TEXTAUSZUG →
━━━━━━━━━━━━━━━━━━━━
Parallel zu den 17 Textbänden der von Diderot und d'Alembert
herausgegebene "Encyclopédie ou dictionnaire raisonné des sciences,
des arts et des métiers, par une société des gens de lettres"
entstanden zwischen 1762 und 1772 zwölf Tafelbände mit 2885 Kupferstichtafeln
unter dem Titel "Recueil de planches sur les sciences, les arts
libéraux, et les arts méchaniques, avec leur explication". Diderot
widmete sich in diesen Tafeln anatomischen, zoologischen, botanischen
und kunstgeschichtlichen Bereichen, vor allem aber der umfassenden
Darstellung des Handwerks, welches er als eigene Kunst gewertet
haben wollte. Seine Herkunft aus einer alteingesessenen Handwerksfamilie
manifestiert sich an dieser Stelle deutlich.
━━━━━━━━━━━━━━━━━━━━
AUFGABE → Übertrage diesen Satz aus dem Textauszug zu den Tafelbänden der Encyclopédie ins Englische: "Seine Herkunft aus einer alteingesessenen Handwerksfamilie manifestiert sich an dieser Stelle deutlich."
━━━━━━━━━━━━━━━━━━━━
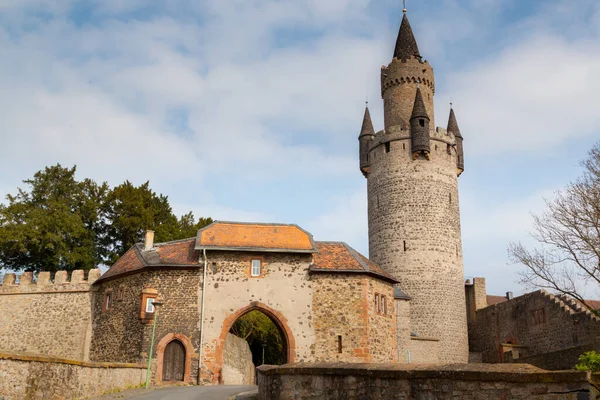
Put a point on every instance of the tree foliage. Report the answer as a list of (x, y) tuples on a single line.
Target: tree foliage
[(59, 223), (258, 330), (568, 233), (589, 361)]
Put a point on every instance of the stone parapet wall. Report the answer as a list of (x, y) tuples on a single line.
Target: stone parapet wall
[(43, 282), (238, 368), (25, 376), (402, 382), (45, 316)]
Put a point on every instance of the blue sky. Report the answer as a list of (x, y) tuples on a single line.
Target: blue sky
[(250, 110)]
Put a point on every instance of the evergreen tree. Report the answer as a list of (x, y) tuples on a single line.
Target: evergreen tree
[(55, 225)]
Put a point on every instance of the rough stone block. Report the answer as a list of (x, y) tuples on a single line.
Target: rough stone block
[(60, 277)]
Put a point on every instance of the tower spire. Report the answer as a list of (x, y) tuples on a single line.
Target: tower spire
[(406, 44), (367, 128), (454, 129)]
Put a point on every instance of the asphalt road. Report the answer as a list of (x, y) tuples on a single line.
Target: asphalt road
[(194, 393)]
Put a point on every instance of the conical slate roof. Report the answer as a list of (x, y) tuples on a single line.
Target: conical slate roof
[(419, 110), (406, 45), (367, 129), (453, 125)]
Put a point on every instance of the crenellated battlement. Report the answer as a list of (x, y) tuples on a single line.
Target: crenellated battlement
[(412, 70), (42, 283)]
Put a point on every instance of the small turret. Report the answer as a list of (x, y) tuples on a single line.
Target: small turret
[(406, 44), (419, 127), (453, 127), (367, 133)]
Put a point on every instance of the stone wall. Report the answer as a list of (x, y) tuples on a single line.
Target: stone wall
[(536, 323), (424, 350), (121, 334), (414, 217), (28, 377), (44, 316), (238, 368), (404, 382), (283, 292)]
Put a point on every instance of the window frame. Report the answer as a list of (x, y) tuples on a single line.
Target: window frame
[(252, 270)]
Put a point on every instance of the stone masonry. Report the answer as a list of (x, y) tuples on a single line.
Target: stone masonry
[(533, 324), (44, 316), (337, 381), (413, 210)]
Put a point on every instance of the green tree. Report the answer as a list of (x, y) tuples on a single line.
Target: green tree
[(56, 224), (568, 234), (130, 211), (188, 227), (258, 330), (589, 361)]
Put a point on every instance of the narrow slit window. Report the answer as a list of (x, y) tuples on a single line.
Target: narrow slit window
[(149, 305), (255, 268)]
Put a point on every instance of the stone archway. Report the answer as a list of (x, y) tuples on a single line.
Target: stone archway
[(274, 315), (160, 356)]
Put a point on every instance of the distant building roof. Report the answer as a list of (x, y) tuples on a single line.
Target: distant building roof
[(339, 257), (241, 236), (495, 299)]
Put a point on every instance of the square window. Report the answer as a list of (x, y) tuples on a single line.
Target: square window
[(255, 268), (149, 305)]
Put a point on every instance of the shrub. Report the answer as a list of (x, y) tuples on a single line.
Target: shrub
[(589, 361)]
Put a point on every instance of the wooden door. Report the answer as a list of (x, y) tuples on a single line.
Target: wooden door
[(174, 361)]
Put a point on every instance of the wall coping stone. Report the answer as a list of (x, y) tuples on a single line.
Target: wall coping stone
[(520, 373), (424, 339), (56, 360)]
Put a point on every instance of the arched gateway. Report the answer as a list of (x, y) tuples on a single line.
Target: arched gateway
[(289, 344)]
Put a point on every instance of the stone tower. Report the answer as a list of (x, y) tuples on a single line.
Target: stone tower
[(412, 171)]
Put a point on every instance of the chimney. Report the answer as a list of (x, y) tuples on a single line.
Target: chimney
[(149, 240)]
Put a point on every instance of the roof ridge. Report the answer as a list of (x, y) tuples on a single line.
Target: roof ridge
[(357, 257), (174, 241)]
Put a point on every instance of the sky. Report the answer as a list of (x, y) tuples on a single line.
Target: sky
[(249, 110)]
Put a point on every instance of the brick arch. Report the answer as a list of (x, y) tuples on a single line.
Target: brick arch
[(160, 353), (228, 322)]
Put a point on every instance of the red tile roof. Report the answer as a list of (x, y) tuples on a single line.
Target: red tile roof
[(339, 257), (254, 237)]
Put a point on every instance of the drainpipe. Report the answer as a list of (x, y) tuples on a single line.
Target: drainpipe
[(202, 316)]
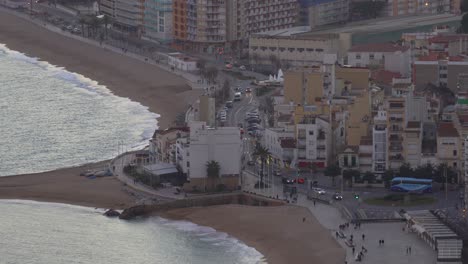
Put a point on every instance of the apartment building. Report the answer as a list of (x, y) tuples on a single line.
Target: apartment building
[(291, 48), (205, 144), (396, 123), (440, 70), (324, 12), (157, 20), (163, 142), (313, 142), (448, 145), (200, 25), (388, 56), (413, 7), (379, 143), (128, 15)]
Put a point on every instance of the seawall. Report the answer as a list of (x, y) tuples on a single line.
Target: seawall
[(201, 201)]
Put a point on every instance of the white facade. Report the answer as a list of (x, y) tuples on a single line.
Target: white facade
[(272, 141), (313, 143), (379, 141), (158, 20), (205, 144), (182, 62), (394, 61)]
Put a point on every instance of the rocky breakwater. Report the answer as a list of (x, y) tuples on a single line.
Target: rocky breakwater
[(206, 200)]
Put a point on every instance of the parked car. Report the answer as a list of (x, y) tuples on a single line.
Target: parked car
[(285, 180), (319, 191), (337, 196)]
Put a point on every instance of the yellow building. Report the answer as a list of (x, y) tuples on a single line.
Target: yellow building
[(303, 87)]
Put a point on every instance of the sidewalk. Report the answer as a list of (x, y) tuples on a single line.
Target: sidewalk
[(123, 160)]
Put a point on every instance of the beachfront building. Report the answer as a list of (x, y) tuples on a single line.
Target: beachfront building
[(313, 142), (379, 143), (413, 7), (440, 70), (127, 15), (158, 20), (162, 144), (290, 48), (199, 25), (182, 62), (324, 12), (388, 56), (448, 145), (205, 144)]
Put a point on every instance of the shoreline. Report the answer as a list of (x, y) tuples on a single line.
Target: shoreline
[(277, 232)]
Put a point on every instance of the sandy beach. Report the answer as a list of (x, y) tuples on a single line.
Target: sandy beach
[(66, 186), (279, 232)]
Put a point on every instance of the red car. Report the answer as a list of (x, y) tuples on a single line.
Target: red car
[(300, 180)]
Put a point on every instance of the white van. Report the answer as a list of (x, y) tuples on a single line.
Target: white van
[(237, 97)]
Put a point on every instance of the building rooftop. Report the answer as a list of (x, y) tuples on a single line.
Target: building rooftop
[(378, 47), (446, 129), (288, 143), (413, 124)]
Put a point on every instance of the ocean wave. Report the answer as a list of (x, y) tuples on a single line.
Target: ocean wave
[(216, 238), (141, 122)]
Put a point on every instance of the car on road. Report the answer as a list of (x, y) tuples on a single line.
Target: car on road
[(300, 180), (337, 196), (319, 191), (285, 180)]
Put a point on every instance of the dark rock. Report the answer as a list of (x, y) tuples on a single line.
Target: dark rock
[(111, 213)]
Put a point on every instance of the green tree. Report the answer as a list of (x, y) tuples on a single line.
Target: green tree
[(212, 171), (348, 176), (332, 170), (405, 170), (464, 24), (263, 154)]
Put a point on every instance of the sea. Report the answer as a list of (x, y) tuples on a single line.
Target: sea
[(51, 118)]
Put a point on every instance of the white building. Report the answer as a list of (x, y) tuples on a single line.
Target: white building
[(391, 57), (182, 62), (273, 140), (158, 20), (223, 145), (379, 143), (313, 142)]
━━━━━━━━━━━━━━━━━━━━
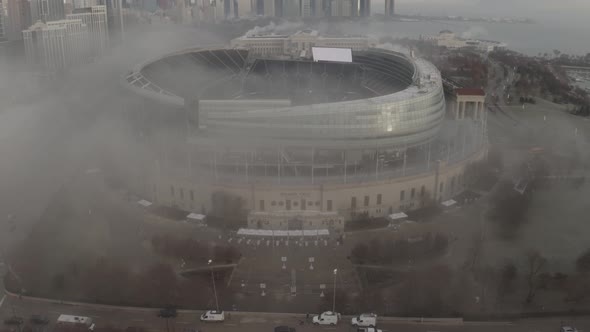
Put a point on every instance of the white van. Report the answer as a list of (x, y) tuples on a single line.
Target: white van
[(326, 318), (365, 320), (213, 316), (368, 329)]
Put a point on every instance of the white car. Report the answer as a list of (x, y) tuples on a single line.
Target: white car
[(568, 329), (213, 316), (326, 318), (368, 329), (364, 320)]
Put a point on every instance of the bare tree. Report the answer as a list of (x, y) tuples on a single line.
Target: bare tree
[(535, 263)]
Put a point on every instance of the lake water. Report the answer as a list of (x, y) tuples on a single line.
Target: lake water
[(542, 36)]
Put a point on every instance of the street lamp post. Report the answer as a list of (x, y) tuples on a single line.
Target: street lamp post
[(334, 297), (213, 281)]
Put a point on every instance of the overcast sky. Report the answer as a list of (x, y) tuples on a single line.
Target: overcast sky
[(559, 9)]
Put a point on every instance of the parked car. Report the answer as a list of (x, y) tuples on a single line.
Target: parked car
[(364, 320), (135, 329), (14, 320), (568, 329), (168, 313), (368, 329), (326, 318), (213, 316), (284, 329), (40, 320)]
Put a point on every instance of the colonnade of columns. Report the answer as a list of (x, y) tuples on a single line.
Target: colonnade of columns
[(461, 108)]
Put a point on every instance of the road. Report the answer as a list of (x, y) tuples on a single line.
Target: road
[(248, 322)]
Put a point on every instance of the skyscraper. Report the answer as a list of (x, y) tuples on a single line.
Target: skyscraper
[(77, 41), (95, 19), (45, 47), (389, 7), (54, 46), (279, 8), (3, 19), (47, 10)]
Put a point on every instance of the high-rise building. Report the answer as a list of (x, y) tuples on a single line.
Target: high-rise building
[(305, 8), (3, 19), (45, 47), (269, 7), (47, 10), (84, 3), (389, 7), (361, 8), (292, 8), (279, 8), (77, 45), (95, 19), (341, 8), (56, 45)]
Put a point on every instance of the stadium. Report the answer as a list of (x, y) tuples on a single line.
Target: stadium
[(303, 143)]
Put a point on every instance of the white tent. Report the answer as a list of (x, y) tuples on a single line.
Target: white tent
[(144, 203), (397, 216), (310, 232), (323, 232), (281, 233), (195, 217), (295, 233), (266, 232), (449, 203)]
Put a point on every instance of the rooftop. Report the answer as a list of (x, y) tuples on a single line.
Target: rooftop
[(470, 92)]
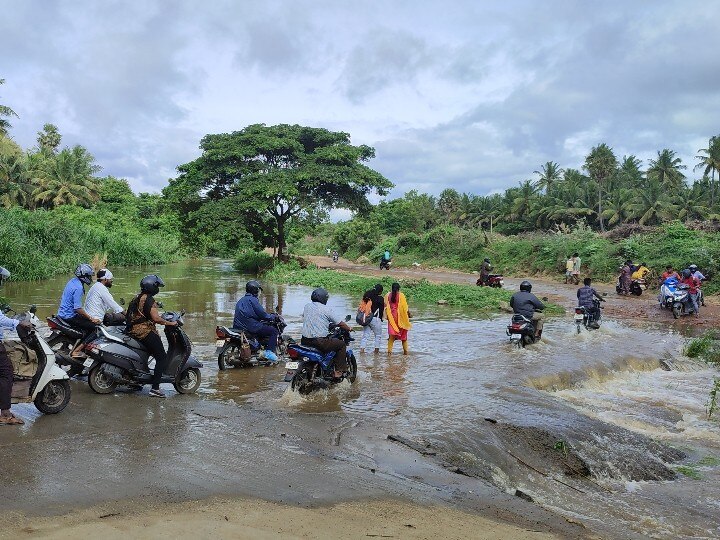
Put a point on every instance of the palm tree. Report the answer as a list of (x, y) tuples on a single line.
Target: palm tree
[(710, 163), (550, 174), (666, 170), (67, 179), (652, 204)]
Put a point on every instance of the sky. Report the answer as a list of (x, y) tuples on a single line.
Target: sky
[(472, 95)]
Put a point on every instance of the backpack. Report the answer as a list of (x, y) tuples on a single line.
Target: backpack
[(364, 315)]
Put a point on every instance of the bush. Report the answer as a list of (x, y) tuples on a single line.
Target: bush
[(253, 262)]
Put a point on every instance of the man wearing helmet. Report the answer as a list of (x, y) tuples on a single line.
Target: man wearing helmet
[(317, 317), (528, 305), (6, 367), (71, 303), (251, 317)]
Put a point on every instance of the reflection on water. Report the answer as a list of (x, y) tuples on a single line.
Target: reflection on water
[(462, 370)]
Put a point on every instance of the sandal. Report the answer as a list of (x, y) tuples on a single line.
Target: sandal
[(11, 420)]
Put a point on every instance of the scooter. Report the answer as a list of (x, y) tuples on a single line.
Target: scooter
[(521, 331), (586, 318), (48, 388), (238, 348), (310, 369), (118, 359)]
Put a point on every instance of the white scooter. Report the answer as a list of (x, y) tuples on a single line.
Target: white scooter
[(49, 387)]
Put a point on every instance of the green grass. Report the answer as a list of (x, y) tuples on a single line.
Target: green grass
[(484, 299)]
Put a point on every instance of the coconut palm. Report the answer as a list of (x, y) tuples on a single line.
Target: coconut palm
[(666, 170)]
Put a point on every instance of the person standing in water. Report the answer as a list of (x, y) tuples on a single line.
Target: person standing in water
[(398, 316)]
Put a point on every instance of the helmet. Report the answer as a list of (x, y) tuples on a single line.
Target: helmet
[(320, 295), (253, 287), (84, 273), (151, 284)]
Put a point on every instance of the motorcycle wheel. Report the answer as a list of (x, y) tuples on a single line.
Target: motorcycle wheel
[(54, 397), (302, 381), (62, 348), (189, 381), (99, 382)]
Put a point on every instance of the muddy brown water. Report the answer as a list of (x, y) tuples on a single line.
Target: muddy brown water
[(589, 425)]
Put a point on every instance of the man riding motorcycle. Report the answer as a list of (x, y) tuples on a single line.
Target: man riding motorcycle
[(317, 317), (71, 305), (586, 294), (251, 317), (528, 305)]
━━━━━━━━━━━━━━━━━━━━
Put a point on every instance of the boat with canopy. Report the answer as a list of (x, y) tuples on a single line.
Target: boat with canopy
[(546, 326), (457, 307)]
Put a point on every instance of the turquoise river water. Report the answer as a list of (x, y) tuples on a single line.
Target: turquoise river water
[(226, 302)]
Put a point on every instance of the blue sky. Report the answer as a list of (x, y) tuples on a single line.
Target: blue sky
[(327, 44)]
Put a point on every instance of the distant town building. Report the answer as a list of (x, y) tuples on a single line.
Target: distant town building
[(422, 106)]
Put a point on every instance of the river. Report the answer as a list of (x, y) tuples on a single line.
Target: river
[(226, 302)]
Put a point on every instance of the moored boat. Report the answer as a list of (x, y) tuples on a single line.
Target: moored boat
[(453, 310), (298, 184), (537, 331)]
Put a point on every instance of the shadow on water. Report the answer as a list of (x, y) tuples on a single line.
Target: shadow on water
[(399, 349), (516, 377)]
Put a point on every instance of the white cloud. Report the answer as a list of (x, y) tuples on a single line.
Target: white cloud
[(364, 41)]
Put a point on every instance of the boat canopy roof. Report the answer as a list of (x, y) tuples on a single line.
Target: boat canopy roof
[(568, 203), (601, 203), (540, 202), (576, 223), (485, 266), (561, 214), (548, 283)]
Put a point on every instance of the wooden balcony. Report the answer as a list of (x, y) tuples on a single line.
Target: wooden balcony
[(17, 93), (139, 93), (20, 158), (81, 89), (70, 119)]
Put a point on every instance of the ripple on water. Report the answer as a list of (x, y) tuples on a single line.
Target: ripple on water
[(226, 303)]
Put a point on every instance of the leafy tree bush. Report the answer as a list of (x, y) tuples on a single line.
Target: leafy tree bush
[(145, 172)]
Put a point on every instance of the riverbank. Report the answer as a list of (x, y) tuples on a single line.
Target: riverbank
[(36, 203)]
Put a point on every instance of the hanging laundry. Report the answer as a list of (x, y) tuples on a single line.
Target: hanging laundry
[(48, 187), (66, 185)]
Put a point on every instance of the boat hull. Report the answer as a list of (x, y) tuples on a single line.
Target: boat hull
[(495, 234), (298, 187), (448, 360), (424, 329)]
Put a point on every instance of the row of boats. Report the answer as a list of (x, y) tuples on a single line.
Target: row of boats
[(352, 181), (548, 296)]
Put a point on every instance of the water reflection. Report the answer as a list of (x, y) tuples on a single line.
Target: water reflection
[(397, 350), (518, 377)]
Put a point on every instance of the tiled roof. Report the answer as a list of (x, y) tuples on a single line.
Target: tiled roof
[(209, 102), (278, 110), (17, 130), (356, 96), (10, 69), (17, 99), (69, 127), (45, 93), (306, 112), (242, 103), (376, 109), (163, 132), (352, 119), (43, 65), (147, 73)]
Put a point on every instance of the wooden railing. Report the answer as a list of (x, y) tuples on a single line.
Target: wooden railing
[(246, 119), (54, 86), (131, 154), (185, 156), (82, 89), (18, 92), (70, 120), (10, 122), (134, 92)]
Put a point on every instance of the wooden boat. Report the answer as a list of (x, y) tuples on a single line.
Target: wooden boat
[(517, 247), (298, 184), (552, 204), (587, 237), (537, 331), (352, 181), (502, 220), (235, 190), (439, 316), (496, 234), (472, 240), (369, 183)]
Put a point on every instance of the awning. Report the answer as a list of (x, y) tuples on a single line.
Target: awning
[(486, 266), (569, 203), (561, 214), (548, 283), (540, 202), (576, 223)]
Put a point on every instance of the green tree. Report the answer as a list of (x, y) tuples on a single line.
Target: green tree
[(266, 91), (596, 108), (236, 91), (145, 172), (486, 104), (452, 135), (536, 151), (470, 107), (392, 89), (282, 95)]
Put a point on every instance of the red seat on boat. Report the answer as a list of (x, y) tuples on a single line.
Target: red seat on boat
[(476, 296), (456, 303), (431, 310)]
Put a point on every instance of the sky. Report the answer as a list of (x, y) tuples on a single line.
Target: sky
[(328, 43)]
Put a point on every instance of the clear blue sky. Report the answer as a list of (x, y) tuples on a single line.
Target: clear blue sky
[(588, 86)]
━━━━━━━━━━━━━━━━━━━━
LÖSUNG → His origins in a long-established family of craftsmen are clearly evident here.